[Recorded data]
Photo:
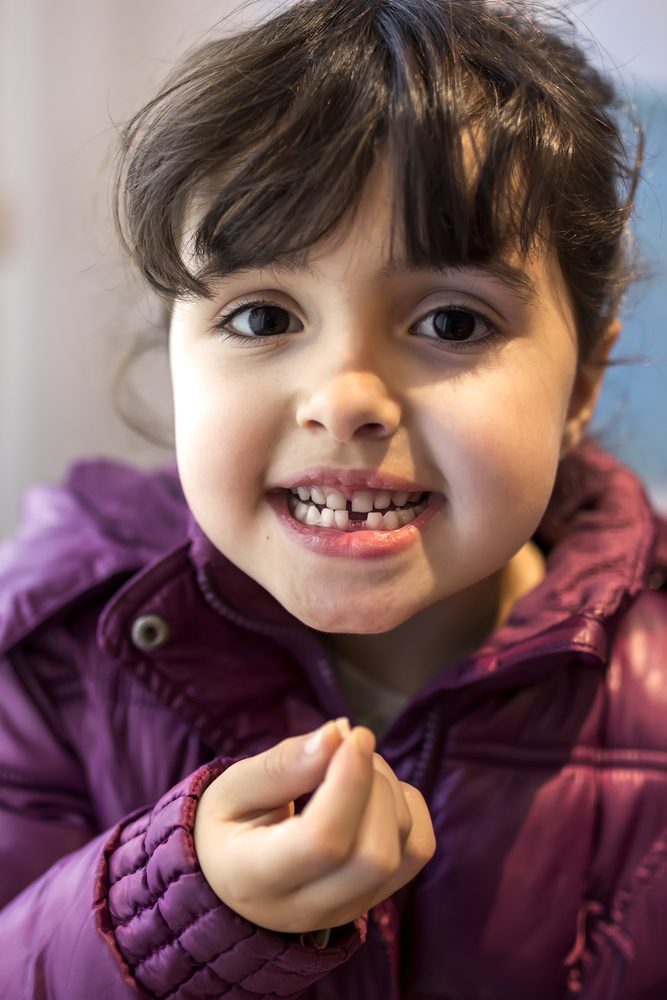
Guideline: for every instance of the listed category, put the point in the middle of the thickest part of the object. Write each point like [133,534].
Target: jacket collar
[599,535]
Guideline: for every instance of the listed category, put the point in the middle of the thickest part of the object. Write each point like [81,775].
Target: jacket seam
[229,986]
[583,758]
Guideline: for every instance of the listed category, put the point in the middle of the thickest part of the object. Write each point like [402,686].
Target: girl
[392,237]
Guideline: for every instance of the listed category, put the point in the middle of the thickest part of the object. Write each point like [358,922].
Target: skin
[361,381]
[355,386]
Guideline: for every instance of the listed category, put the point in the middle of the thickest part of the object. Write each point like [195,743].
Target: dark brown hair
[274,132]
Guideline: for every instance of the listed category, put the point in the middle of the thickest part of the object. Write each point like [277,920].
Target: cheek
[221,442]
[499,440]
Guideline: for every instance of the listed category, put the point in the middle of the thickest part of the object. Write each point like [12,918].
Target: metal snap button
[150,632]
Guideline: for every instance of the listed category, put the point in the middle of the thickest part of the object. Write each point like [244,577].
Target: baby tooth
[362,503]
[313,515]
[341,519]
[390,520]
[336,501]
[301,511]
[327,518]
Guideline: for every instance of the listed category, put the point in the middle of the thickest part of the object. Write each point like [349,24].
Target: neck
[408,657]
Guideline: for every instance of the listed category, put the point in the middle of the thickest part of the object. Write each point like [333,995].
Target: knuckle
[275,762]
[328,848]
[381,863]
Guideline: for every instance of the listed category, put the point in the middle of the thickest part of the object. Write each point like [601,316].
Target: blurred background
[70,310]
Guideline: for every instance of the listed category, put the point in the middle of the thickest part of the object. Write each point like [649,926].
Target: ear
[586,390]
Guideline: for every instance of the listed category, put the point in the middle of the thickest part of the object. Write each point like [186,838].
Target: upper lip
[351,480]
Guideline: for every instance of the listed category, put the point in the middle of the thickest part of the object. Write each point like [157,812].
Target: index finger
[311,844]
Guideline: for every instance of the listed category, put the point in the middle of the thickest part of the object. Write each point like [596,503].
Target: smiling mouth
[365,510]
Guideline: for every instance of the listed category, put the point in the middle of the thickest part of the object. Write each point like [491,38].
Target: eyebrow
[517,280]
[296,263]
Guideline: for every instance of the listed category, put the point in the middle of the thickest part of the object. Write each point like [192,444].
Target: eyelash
[494,333]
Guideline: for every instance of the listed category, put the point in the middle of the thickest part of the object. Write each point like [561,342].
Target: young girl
[367,699]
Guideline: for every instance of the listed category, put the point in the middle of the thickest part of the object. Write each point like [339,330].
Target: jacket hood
[602,543]
[113,527]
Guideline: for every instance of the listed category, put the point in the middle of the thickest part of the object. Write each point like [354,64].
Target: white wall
[68,70]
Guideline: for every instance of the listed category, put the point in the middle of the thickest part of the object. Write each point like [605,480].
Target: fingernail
[315,740]
[343,726]
[364,740]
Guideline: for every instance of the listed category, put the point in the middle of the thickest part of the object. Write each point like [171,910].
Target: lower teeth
[391,520]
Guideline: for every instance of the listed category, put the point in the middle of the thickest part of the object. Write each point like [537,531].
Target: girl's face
[457,387]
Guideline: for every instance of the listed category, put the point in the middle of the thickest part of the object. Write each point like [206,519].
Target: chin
[349,616]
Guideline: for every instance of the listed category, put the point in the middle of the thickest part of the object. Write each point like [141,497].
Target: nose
[351,405]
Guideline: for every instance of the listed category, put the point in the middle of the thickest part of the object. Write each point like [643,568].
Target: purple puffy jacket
[136,663]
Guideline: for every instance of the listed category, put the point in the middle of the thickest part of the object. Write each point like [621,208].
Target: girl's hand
[362,835]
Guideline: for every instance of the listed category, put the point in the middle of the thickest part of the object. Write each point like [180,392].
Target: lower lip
[359,544]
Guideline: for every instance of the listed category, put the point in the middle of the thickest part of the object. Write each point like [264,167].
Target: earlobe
[586,390]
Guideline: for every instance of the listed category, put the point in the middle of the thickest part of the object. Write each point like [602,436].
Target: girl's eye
[257,320]
[457,326]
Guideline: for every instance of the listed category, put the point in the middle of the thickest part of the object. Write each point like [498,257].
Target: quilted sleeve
[173,935]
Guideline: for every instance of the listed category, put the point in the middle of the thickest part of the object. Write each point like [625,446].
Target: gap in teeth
[361,502]
[316,515]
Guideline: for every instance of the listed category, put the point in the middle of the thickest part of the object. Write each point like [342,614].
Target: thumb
[280,774]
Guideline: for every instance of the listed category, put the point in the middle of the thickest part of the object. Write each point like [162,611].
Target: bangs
[495,130]
[264,173]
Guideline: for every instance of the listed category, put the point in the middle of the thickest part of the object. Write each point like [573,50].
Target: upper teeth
[362,502]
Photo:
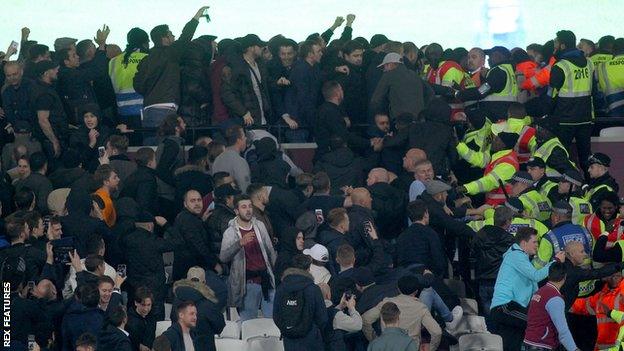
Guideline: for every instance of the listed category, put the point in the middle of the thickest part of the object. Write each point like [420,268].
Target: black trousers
[509,321]
[582,135]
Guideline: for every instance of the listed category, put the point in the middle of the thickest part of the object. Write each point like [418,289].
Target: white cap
[392,57]
[317,252]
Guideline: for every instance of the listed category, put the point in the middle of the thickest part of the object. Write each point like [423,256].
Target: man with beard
[195,250]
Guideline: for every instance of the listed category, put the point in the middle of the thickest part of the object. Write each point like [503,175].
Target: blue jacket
[517,278]
[294,280]
[301,101]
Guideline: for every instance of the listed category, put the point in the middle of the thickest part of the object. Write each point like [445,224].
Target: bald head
[412,157]
[377,175]
[361,197]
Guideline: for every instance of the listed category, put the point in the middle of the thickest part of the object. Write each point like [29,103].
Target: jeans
[432,300]
[152,118]
[254,300]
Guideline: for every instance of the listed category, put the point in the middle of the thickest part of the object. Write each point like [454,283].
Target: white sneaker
[457,313]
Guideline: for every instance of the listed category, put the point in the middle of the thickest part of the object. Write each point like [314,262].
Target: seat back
[480,342]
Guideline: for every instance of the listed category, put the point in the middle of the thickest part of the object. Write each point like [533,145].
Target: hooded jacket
[79,224]
[233,253]
[78,320]
[288,250]
[435,136]
[210,319]
[112,338]
[295,279]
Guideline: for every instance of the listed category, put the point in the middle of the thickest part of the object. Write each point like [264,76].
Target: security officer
[610,77]
[500,88]
[537,169]
[570,89]
[569,189]
[536,204]
[500,166]
[550,149]
[600,181]
[562,232]
[519,220]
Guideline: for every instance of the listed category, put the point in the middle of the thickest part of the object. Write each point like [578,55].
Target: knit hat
[509,139]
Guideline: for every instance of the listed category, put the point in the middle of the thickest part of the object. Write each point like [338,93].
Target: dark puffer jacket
[210,319]
[195,80]
[435,136]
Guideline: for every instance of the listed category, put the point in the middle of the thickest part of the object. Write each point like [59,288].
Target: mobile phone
[121,270]
[31,342]
[319,216]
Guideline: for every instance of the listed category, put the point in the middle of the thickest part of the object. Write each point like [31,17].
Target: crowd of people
[428,166]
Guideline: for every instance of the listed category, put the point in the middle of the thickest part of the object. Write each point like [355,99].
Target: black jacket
[217,224]
[145,262]
[237,91]
[343,168]
[142,186]
[389,207]
[195,80]
[158,75]
[420,244]
[141,329]
[111,338]
[488,247]
[196,249]
[435,136]
[176,339]
[295,280]
[210,319]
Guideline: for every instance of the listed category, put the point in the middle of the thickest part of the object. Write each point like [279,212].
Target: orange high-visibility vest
[497,196]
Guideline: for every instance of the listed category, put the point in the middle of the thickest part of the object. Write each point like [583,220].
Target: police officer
[562,232]
[610,77]
[500,88]
[570,88]
[569,189]
[550,149]
[537,169]
[600,181]
[536,204]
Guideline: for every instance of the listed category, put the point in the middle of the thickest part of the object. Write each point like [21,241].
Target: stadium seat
[161,326]
[230,345]
[469,325]
[265,343]
[612,132]
[231,331]
[469,306]
[456,286]
[480,342]
[259,327]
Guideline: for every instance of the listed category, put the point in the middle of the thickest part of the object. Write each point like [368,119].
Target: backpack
[293,321]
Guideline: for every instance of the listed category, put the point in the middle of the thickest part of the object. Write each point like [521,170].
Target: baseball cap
[392,57]
[536,162]
[250,40]
[226,190]
[64,43]
[317,252]
[435,187]
[503,50]
[43,66]
[599,158]
[378,40]
[522,177]
[196,273]
[562,207]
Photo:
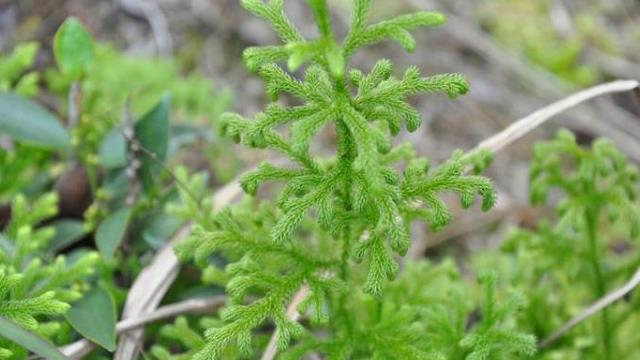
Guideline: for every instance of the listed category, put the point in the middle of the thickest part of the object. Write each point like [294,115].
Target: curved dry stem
[596,307]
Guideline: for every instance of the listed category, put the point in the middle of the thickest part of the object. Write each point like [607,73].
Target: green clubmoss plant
[356,203]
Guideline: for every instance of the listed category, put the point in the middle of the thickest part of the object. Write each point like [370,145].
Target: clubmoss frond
[31,290]
[359,198]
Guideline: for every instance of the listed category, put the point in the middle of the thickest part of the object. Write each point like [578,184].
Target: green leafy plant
[30,288]
[596,212]
[362,205]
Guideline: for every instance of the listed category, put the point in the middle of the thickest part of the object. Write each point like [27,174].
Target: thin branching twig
[594,308]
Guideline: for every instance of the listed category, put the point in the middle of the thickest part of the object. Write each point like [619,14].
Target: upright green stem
[599,285]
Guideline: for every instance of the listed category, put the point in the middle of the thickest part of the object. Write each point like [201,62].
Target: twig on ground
[532,121]
[80,348]
[153,282]
[594,308]
[151,11]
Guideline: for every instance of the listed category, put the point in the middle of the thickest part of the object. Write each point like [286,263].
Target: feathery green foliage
[362,205]
[574,249]
[30,289]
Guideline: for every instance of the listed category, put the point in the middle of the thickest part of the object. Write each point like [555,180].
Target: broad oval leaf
[152,131]
[30,341]
[73,48]
[113,149]
[25,120]
[94,317]
[112,231]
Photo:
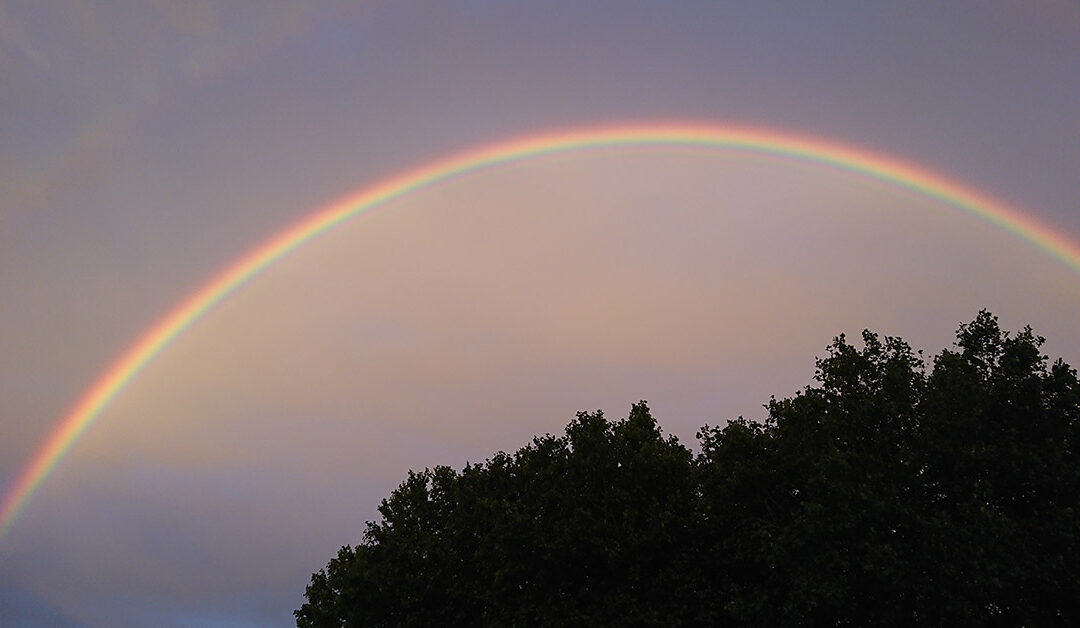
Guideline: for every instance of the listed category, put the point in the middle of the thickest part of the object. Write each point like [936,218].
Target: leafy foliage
[886,493]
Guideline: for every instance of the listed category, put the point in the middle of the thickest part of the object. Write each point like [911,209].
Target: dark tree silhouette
[886,494]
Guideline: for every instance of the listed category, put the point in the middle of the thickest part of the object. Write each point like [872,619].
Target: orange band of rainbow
[879,166]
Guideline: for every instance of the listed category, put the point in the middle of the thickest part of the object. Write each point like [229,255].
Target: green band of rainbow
[906,175]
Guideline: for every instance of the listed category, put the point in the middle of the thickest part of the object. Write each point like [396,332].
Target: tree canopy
[886,493]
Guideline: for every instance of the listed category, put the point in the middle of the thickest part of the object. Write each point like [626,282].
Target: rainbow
[90,405]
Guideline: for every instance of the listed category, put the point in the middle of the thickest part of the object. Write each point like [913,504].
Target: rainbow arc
[97,397]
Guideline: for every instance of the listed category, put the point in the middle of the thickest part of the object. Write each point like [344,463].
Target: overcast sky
[144,146]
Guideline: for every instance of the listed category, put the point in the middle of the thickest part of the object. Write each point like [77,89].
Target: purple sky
[146,145]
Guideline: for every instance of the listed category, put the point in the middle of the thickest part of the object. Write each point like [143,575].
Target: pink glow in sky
[145,147]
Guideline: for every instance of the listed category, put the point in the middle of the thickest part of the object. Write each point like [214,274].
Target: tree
[886,493]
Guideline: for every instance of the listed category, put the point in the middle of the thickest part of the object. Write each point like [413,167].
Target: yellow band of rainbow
[163,332]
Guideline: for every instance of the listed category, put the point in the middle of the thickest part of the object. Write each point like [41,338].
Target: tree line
[888,492]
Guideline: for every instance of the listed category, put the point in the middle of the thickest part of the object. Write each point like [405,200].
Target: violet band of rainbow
[153,341]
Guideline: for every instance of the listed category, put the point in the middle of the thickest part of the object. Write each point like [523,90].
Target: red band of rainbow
[150,343]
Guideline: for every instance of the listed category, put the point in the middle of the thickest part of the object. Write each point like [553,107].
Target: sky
[146,146]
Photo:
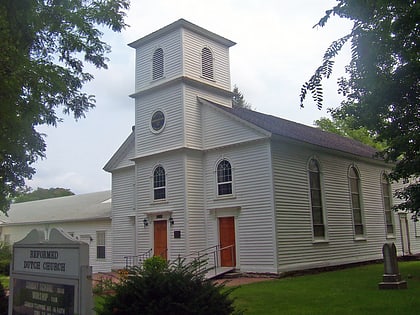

### Exercise prompt:
Count the lines in the listing above that contain the string "rainbow". Reply with the number alone.

### Full output:
7